SELECTION:
## start

The show of Anna Ostoya will feature a series of new collages on canvas entitled 'Exposures' that were all made during February 2011. For this series, Ostoya staged a durational performance. Contemporary in the Gallery II is on view an exhibition of Tom Burr: Black Lab. Through his sparse presentation and refined media, Burr's arrangement compels with almost fetishistic elegance; its domestic size and 'naughty' details create an evocative subtext to the austerity of his composition.
Gallery I:
Anna Ostoya
Exposures
Gallery II:
Tom Burr: Black Lab
Bortolami Gallery is pleased to present the first New York solo exhibition of works by the Polish artist Anna Ostoya. The show will feature a series of new collages on canvas entitled Exposures that were all made during February 2011. For this series, Ostoya staged a durational performance. Each day, she began a new work with the aim of finishing 28 canvases-as many as there are days in February-by the time of the opening on March 1st.
Conceived in response to the Bortolami Gallery’s invitation, Exposures depends on pre-determined limits. They were realized not only through the temporal restrictions of her daily regimen, but also through the physical restrictions of the 20 x 24-inch canvases on which she worked. Other materials included newspaper and internet images, papier-mâché, gold leaf, and acrylic paint. Moving between her kitchen and studio, Ostoya made papier-mâché from unused papers creating compositions that operated somewhere between meticulous planning and improvisation. The scheduled time-too little for either lengthy reflection or extensive revision-became a test of her artistic efficiency and an experiment in creative manufacture. Performing like an udarnik (a super productive worker in Communist states), she attempted, in paradoxical fashion, to recapture enthusiasm and genuine spontaneity through disciplinary constraint. Exploring the tension between representation and abstraction, each canvas is marked by the day’s events and shaped by Ostoya’s creative responses. Through the combination of cheap paper and gold foil, she opened the work to questions about economic and ethical values, and through her accelerated timetable, she aligned her practice with industrial modes of cultural production.
Ostoya’s multi-media practice includes collage, painting, sculpture, and sound. Conceptually grounded, her work cuts through different art historical traditions and styles in order to elide prevailing fashion that endangers the critical and reflective potential of art. Rejecting the commonplace opposition of aestheticism and anti-art, Ostoya offers aesthetic objects that repeatedly direct the viewer towards the historical and institutional contexts of the work. Previous projects by the artist dealt with the subjects of violence and war, avant-garde histories, and the contemporary information glut.

## end

PROBLEM REQUIREMENTS: In the text on the Anna Ostoya exhibition, what size were the canvases she used for Exposures?

Bounding box annotation entries
## start

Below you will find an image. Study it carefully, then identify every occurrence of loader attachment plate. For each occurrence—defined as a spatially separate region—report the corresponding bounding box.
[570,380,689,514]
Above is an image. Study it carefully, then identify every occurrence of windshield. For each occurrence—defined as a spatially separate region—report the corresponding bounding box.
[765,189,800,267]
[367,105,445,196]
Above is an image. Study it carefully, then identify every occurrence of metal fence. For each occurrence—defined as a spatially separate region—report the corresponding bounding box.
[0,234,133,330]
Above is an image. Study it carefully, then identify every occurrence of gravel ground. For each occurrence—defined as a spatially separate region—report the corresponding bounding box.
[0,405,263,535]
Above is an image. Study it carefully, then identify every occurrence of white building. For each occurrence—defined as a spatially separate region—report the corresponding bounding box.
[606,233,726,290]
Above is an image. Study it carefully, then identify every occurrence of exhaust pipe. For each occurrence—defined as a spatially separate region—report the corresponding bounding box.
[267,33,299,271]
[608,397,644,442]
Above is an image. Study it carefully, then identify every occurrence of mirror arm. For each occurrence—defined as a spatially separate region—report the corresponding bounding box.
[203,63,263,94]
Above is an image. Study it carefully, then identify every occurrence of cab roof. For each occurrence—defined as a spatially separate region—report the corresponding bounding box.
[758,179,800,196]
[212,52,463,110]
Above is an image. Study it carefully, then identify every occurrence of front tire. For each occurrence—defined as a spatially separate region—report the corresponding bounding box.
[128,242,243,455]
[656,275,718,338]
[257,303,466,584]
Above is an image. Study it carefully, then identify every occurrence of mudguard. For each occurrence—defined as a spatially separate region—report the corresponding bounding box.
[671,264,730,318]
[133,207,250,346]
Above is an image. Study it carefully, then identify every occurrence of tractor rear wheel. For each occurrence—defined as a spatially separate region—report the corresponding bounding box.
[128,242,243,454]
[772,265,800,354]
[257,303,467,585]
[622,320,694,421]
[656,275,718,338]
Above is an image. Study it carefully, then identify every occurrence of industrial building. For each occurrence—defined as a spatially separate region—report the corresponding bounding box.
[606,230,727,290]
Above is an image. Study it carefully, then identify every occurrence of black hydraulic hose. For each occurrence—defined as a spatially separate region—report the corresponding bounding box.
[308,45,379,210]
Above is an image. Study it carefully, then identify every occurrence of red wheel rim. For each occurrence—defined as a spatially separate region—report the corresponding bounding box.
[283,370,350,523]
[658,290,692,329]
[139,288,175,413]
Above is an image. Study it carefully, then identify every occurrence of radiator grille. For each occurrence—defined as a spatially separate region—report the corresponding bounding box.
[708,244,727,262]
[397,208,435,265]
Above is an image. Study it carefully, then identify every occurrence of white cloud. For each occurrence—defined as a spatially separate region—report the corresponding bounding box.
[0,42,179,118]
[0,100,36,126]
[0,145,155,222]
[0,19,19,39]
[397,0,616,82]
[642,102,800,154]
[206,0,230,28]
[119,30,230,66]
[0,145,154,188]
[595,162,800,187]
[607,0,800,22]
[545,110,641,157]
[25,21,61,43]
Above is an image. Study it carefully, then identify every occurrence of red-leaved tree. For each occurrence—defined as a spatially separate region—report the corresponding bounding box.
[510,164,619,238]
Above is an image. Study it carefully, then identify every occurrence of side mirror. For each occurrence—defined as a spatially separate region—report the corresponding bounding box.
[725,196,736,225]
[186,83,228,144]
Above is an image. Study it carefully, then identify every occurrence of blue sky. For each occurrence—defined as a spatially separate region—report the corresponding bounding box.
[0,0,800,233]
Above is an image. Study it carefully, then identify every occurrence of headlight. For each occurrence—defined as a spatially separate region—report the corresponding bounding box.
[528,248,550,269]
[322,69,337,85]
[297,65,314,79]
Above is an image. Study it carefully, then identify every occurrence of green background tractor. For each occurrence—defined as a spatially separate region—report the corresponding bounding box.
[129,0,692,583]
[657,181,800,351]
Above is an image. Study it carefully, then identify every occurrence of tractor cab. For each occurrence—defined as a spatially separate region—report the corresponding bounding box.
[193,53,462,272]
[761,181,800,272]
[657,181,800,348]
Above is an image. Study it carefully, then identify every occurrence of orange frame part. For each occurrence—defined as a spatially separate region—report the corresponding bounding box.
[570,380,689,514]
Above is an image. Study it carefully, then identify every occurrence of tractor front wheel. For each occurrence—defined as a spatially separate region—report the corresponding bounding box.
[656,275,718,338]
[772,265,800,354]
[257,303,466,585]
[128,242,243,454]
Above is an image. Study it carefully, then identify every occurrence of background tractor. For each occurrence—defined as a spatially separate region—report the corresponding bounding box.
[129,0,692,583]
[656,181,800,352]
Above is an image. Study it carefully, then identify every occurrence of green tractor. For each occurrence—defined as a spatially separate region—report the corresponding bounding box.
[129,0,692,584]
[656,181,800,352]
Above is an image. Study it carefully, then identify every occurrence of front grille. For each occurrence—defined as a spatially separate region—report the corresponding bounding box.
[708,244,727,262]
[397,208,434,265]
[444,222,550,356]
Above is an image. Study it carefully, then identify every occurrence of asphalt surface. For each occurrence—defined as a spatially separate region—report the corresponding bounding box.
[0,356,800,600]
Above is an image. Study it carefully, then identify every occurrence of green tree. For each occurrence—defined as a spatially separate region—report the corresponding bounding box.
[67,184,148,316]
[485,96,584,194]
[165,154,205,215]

## end

RESPONSE FOR THIS EXERCISE: 20 x 24 inches.